Provided records =
□ □ □ □ □ □ □

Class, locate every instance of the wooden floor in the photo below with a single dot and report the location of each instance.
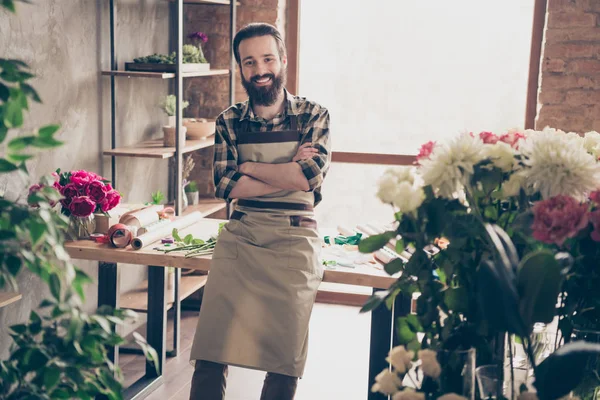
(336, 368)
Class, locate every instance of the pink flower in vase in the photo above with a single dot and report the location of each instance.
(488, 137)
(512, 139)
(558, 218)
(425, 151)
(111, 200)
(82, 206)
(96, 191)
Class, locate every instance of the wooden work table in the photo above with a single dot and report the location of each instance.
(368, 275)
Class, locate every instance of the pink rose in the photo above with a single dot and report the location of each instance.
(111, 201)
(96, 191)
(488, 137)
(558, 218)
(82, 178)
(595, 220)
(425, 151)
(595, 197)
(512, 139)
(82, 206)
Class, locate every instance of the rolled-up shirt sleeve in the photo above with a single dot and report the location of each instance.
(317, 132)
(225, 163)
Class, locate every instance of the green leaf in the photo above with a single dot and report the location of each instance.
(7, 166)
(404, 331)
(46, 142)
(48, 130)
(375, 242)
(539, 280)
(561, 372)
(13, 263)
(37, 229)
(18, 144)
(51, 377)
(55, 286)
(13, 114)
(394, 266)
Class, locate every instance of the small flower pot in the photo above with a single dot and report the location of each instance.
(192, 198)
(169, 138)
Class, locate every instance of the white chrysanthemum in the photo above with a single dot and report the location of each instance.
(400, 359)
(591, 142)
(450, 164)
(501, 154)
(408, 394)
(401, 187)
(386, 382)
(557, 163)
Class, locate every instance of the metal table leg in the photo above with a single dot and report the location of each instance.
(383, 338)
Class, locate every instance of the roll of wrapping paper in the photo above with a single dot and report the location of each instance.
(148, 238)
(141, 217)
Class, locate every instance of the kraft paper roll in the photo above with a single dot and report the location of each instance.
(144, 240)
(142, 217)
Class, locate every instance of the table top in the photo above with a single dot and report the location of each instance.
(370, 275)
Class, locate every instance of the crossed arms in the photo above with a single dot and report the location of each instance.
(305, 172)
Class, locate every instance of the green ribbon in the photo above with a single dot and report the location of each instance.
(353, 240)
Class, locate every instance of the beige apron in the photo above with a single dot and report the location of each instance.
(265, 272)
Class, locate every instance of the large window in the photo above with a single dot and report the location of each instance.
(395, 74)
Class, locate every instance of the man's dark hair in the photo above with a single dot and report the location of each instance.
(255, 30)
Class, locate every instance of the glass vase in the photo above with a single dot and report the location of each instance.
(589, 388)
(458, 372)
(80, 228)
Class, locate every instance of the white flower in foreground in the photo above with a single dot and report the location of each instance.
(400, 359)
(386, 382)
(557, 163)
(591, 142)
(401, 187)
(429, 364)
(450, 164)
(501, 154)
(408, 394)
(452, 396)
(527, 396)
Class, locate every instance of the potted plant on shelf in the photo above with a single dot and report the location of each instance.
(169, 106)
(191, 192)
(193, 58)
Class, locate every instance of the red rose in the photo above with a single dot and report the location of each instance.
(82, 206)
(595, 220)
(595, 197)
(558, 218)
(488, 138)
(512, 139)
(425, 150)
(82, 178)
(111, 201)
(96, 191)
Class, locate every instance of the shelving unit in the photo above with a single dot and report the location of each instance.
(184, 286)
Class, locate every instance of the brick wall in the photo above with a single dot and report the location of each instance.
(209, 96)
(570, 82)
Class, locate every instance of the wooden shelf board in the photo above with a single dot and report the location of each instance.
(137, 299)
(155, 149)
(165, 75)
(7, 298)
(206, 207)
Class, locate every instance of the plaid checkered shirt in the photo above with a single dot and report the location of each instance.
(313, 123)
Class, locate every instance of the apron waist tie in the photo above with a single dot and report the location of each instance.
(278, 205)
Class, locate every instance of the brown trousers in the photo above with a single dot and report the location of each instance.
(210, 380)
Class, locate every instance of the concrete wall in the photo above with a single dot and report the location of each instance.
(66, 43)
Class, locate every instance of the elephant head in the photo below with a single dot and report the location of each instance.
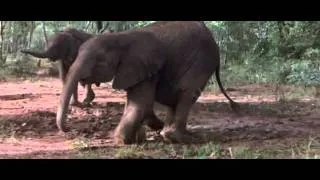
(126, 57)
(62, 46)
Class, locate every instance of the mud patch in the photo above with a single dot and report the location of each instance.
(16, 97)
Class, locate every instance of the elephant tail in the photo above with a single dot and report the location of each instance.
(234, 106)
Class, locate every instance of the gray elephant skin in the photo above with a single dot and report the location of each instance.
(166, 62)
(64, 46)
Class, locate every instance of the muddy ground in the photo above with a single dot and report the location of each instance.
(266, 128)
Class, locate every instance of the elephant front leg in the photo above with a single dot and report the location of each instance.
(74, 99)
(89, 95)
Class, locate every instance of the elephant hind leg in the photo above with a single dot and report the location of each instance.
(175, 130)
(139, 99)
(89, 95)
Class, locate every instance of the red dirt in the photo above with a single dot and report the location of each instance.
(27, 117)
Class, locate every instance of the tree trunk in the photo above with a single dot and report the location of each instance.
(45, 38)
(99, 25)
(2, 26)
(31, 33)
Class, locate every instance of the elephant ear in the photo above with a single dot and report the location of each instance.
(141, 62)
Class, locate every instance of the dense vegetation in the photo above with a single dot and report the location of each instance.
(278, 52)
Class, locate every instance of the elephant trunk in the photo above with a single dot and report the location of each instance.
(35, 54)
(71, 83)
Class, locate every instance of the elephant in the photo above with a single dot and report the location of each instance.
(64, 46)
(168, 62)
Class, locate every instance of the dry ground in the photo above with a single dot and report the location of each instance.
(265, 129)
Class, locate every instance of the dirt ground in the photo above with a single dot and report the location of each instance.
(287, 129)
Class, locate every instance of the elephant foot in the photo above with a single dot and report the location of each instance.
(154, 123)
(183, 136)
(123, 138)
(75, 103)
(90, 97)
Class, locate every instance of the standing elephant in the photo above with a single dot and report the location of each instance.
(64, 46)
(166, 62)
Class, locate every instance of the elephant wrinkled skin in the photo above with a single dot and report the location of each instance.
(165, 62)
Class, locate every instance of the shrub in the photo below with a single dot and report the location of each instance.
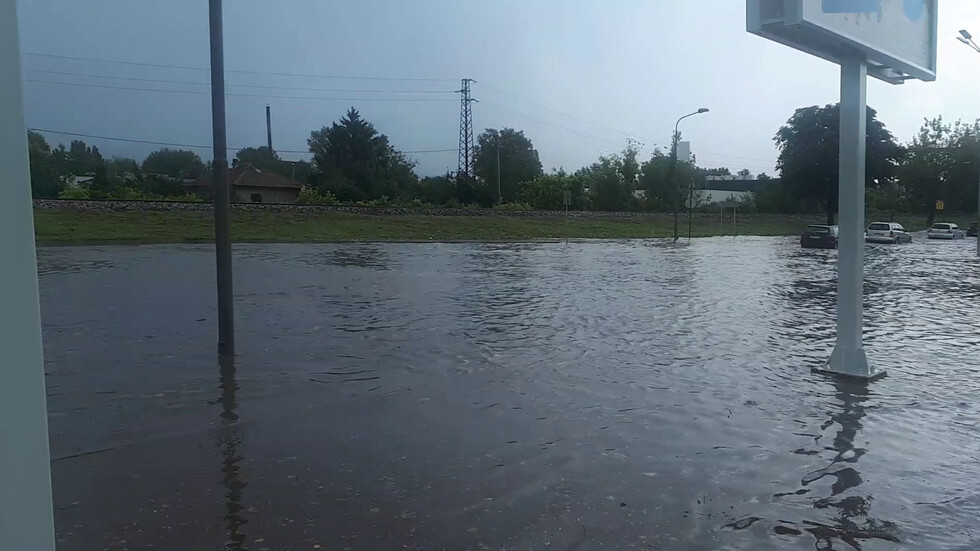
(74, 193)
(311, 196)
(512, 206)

□ □ □ □ □ □ □

Nothing but the pictures is to be left out; repeat the data exactly.

The completed task =
Class, locate every instance of the wooden floor in the photo below with a single dot and report the location of each instance.
(336, 368)
Class, locate every instance of the pink flower in vase in the photo above with a single dot and report the location of each instance.
(488, 137)
(512, 139)
(558, 218)
(425, 151)
(111, 200)
(82, 206)
(96, 191)
Class, locate every instance of the wooden work table in the photo above with a single dot and report the location of each instance.
(368, 275)
Class, locate every instance of the pink rose in the photo above with a single dot and report the location of each instance.
(111, 201)
(96, 191)
(488, 137)
(558, 218)
(82, 178)
(595, 220)
(425, 151)
(595, 197)
(512, 139)
(82, 206)
Class, locate every instance of the rolled-up shirt sleeve in the photo above with a single dot and report the location of each instance.
(317, 132)
(225, 163)
Class, locate every instance of the green leaf in the photo above with a single dot and report the location of each instance.
(7, 166)
(404, 331)
(46, 142)
(48, 130)
(375, 242)
(539, 280)
(561, 372)
(13, 263)
(37, 229)
(18, 144)
(51, 377)
(55, 286)
(13, 114)
(394, 266)
Class, locate every instance of the small flower pot in the photo above with a single dot and report the location of each instance.
(192, 198)
(169, 138)
Class, locate every instance of the white chrysanthemum in the photo above with a single dot and report the location of each instance.
(400, 359)
(591, 142)
(450, 164)
(501, 154)
(408, 394)
(401, 187)
(386, 382)
(557, 163)
Class, locate every instance of the metal table leg in the photo above with a single dot and report the location of each instance.
(383, 338)
Class, locate every instance of the roll of wrapping paper in the photo above with a single dot and report the location of each instance.
(148, 238)
(141, 217)
Class, locate every instance of the kraft paper roll in the photo above with a single dot and report the location of each instance.
(144, 240)
(142, 217)
Class, locate every instance of the table top in the photo above with a single dot and report the location of each instance.
(370, 275)
Class, locate every instance of the crossed arms in the photo above with a single dot and report the location of each instance.
(305, 172)
Class, locate every instance of the green ribbon in the photo above with a single dot and report the location of each instance.
(353, 240)
Class, locate every instance of the beige apron in the photo above with a single dot and report the location of each instance.
(265, 272)
Class, locate every instance of the large window in the photo above with a single dot and report the location of each instance.
(395, 74)
Class, locate every instance of the man's dark hair in the photo above with a single dot and report the location of each instance.
(255, 30)
Class, locate every instance of the glass vase in the photo above with a single dot and report the location of each instance.
(589, 388)
(458, 372)
(80, 228)
Class, locate every instance of the white flower in foreground in the photo above with a single dot and report the location of each instance.
(400, 359)
(386, 382)
(557, 163)
(591, 142)
(401, 187)
(429, 364)
(450, 164)
(501, 154)
(408, 394)
(452, 396)
(527, 396)
Class, locate every instance of the potted plant on shelf in the photo above with a single dot and report the location of each instance.
(169, 106)
(191, 192)
(193, 58)
Class, locate every instance of the red rose in the photo above with a single dot and report the location of each instance.
(82, 206)
(595, 220)
(595, 197)
(558, 218)
(488, 138)
(512, 139)
(425, 150)
(82, 178)
(111, 201)
(96, 191)
Class, locate every instance of the shelving unit in the photo above with a single dot and report the location of each instance.
(184, 286)
Class, locate every instance of the brick wall in the photo above with a single dot and report the location of each instance.
(209, 96)
(570, 82)
Class, locate every instance of the wooden shelf board in the photo above with a single dot and report the location of each instance.
(137, 299)
(155, 149)
(165, 75)
(7, 298)
(206, 207)
Class, locate every instance of the plaid checkered shirt in the photo above with a single dot and report the location of each instance.
(313, 123)
Class, locate every instance of the apron waist tie in the photo above with a single dot and report the location of each instance.
(278, 205)
Class, locate every instance of the brown trousers in the photo above with a single dot and report the location of each instance.
(210, 380)
Class, locate every instance of the concrete wall in the photo above with a single dot and report the location of each instance.
(66, 43)
Class, locate every instance of the elephant head in the photo below with a single dot and report the location of each instance.
(126, 57)
(62, 46)
Class, locate every instance of the mud patch in the photo above with a single dot and report the location of each instance.
(16, 97)
Class, locate every instance of the elephant tail in the photo above with a single dot and report the location of each instance.
(234, 106)
Class, locate every instance of the gray elephant skin in the photo above with a single dot and report the location of each instance.
(166, 62)
(64, 46)
Class, locate every instance of the muddy ground in the photo above with a single dot and report the location of each instance.
(266, 128)
Class, locate every instance of the elephant front leg in the photo above with a single dot and report the location of each instance.
(74, 99)
(89, 95)
Class, locate every instance of the elephant hind leg in the photo above with a single dot and report the location of each instance.
(175, 130)
(139, 99)
(89, 95)
Class, locate every instance of the red dirt in the photo above with a single dot and report the location of each instance.
(27, 117)
Class, locate every instance of the tree trunk in the photo above with a single dot and report the location of each instance.
(45, 38)
(99, 25)
(2, 26)
(31, 33)
Class, locate every instance of the elephant ear in the photo above with a single dot and report the location of each instance.
(141, 62)
Class, locate every instance of the dense vegetation in the photo above with a single dot and report the location of each instance.
(278, 52)
Class, locate every instance of the elephant trunk in the photo above with a single dot and report the location of each instance.
(35, 54)
(71, 83)
Class, locate every instance of the elephant in the photo above with a single dot and report the location of each instance.
(64, 46)
(168, 62)
Class, locate every instance of the dry ground in the photo above with a single dot and report the location of each instance.
(265, 129)
Class, locate every instance of the dirt ground in the photo above with a single dot and report the location of each instance.
(287, 129)
Class, locate every instance of the elephant foot in the photo above with a single dot and report the location of each instance.
(154, 123)
(183, 136)
(123, 138)
(75, 103)
(90, 97)
Class, locate every instance of the standing elephant in the photo above with a single dot and report the location of each instance.
(64, 46)
(166, 62)
Class, locate every instance of the elephant wrinkled skin in the photo above with a single dot and report the location of each instance.
(165, 62)
Class, locate every instance of the shrub in the photo below with a single dot and report the location of each instance.
(74, 193)
(311, 196)
(512, 206)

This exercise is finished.